> _YOUR TASK_
Reproduce word for word the lines between those holding "This document handles" and "positive clicks: (179, 111) (166, 103)", inclusive, and nothing else from the data below.

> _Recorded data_
___

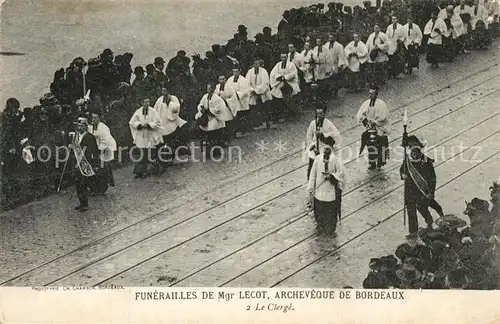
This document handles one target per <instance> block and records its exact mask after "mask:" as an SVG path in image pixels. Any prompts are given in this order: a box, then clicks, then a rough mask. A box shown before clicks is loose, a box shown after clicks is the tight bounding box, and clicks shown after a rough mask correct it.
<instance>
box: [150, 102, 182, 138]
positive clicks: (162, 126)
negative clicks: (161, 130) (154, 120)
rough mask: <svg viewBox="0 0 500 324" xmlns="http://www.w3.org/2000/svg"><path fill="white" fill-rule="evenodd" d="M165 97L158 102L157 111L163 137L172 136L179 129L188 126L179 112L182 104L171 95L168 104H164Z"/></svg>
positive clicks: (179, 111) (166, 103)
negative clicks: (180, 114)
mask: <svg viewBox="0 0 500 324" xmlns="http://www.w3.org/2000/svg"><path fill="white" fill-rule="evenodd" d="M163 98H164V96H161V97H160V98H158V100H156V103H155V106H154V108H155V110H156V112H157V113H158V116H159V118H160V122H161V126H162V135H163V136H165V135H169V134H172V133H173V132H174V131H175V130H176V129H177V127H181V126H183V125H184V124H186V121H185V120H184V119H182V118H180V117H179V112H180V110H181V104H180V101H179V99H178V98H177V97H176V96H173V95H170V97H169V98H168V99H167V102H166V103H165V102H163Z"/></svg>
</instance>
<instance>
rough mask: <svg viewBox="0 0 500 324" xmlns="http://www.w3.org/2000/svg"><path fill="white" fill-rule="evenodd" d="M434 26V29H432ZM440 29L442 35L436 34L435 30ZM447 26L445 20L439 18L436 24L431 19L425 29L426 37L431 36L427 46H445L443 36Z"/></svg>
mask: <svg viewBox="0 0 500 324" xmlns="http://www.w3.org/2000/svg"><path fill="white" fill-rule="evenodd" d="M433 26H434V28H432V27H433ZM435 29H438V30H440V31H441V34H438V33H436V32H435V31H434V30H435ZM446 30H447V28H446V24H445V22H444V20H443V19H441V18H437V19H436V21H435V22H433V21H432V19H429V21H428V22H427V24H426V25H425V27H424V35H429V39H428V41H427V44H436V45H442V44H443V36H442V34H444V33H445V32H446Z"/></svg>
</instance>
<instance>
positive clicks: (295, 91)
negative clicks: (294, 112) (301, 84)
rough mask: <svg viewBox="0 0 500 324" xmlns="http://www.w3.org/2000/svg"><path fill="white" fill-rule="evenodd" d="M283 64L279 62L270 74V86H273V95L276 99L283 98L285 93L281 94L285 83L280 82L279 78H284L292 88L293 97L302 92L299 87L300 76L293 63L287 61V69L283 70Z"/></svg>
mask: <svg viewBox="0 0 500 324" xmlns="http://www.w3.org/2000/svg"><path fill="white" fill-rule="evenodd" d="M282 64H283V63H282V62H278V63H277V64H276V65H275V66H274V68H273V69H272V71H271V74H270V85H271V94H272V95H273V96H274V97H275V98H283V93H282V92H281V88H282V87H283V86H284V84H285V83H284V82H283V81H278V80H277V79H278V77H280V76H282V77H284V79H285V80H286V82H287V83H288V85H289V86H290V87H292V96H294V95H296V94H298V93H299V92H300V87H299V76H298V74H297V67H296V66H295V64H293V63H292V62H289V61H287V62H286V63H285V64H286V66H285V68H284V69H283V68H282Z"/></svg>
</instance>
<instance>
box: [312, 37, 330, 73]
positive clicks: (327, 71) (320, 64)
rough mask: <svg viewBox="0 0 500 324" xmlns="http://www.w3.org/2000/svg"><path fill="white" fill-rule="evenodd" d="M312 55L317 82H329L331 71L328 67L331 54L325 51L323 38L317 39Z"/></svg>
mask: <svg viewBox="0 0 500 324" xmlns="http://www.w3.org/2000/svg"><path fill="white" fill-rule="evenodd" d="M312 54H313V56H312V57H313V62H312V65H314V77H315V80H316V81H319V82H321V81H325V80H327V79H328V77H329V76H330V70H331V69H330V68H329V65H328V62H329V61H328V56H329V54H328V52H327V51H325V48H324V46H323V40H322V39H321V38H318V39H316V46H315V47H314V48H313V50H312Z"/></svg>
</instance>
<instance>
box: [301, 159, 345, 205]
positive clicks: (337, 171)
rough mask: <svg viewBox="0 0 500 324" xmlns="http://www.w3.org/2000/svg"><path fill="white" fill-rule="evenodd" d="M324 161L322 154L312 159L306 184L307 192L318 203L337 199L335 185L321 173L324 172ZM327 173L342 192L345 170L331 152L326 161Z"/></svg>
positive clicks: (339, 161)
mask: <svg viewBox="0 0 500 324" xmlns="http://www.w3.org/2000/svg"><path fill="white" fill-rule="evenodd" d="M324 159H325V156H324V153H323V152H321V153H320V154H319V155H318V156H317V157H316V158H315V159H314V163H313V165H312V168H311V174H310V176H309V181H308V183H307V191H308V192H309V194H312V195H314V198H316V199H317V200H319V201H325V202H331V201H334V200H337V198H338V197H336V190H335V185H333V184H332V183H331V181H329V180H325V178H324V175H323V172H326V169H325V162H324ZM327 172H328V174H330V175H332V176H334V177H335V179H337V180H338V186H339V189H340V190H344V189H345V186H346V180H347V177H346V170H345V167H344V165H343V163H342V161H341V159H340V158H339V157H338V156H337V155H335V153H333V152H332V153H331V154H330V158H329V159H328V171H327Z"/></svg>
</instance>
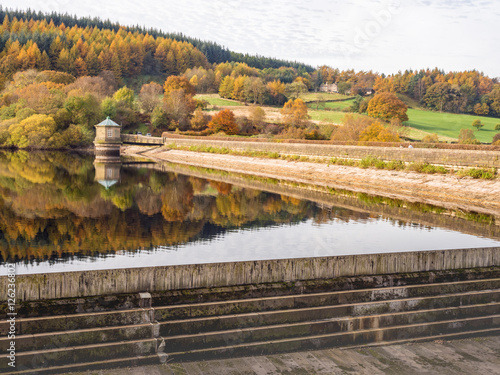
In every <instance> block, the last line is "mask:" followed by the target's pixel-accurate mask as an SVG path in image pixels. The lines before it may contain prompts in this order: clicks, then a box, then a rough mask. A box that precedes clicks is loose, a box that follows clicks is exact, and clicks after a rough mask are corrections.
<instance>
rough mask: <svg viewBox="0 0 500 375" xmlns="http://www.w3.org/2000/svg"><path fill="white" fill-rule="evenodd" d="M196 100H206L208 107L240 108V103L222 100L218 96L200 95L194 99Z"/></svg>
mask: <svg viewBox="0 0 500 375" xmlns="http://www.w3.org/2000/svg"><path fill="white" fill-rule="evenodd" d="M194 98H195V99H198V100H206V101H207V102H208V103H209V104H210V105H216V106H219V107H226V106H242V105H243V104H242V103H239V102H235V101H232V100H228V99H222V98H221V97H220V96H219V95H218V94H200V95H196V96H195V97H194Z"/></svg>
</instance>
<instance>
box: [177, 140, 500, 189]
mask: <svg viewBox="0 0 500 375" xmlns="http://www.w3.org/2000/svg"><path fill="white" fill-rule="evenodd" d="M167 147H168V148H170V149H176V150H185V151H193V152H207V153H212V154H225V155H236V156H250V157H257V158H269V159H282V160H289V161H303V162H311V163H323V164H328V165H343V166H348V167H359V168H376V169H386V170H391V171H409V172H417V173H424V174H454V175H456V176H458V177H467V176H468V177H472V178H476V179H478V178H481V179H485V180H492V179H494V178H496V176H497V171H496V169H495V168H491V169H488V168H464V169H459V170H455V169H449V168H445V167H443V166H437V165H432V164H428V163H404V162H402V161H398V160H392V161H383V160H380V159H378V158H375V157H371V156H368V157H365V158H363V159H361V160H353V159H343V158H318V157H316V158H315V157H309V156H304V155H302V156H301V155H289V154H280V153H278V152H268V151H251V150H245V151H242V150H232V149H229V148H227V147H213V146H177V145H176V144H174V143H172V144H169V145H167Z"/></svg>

___

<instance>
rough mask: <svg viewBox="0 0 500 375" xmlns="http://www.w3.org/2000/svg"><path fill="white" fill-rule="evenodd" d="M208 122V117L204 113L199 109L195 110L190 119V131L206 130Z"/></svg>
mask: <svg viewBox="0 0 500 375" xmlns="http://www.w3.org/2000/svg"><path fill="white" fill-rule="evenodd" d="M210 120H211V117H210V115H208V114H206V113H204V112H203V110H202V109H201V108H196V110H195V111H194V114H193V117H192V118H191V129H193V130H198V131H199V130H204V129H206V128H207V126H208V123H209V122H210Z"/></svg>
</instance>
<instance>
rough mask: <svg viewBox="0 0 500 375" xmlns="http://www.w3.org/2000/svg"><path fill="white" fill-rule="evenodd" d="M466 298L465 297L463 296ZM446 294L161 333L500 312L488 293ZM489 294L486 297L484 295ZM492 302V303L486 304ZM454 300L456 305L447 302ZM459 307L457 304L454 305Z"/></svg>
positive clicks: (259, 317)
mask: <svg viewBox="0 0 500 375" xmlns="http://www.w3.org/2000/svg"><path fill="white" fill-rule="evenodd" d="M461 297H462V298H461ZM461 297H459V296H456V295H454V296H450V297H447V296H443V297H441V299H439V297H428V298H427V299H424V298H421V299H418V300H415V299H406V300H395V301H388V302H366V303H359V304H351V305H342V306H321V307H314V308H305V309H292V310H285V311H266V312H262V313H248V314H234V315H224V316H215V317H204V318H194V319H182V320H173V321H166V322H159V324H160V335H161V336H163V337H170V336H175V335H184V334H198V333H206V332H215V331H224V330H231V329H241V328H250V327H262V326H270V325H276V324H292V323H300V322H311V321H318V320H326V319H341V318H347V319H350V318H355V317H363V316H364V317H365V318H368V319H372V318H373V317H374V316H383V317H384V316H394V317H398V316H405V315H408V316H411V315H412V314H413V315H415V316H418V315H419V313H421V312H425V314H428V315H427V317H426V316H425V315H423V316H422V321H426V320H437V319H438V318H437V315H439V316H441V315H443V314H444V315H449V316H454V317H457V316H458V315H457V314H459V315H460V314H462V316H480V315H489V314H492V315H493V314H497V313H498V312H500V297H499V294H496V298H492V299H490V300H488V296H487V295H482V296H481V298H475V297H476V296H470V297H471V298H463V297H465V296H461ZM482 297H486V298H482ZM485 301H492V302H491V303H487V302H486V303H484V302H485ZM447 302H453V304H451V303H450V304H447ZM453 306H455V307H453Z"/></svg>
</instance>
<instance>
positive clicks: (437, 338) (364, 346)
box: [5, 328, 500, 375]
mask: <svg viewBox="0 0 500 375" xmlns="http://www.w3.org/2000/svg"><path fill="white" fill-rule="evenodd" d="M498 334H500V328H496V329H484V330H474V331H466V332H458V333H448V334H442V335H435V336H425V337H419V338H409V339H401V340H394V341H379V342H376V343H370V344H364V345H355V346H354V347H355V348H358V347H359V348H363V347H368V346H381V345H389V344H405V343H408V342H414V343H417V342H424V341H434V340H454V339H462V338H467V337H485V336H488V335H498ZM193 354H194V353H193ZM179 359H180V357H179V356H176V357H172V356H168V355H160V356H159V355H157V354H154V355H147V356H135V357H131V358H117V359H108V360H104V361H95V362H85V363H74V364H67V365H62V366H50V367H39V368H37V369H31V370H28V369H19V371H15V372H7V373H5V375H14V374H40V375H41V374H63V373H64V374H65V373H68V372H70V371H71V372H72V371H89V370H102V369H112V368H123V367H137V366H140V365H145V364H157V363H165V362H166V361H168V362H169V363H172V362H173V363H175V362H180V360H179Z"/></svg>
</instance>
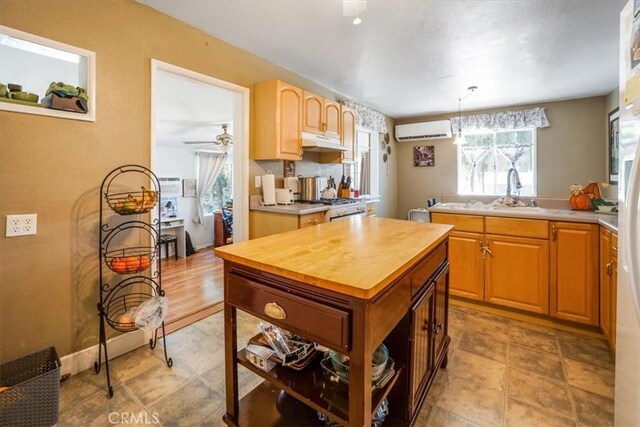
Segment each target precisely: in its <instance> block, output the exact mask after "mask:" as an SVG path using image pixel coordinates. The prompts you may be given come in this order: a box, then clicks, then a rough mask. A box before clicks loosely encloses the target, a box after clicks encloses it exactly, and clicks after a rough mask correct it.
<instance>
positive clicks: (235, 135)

___

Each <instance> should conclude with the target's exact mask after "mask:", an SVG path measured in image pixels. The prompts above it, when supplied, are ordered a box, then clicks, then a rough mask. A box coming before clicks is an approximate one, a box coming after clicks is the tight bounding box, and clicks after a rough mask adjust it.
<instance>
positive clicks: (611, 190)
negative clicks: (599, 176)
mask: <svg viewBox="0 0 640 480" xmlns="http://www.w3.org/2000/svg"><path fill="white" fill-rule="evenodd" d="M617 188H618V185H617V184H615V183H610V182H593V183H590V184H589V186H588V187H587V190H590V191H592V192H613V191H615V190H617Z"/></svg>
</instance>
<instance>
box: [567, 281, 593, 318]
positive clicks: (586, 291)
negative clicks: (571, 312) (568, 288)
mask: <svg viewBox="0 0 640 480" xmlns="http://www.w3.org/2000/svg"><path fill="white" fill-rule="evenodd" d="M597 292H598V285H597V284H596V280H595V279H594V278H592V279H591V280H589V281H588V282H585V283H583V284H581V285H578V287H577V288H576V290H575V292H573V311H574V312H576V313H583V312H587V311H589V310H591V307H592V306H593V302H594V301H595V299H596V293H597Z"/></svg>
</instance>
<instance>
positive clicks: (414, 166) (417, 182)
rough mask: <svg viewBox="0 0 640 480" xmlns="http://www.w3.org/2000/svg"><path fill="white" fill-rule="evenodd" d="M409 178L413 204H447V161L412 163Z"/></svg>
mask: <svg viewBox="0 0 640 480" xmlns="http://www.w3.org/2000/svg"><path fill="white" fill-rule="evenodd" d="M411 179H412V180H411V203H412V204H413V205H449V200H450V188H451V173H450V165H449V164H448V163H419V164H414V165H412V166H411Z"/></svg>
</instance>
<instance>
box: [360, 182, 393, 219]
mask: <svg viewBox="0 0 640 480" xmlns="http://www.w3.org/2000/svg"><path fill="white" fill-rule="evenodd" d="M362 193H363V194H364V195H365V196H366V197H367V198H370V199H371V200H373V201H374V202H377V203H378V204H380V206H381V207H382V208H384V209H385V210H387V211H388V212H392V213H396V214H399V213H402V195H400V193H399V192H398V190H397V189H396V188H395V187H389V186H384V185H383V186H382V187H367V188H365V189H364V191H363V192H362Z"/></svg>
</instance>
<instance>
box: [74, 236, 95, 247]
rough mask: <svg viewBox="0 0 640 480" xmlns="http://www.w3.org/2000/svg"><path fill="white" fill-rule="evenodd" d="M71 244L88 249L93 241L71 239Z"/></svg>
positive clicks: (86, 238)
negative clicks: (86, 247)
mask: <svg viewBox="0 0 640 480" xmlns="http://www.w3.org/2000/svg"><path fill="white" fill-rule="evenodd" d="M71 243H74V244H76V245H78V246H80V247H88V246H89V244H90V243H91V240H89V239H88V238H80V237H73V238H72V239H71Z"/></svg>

___

> _RESULT BELOW_
This document handles one target per <instance> block and records its exact mask after "mask:" as an SVG path in image pixels. Any prompts are given in this order: a box, then clicks, then a rough mask. A box shown before clicks is loose, a box shown after clicks is the tight bounding box, and clicks shown after a rough mask correct it.
<instance>
box: [150, 102, 182, 138]
positive clicks: (162, 126)
negative clicks: (161, 130) (154, 120)
rough mask: <svg viewBox="0 0 500 324" xmlns="http://www.w3.org/2000/svg"><path fill="white" fill-rule="evenodd" d="M165 97L158 102L157 111L163 137L172 136L179 129L188 126L179 112L182 104L171 95L168 104H164Z"/></svg>
positive clicks: (179, 111) (166, 103)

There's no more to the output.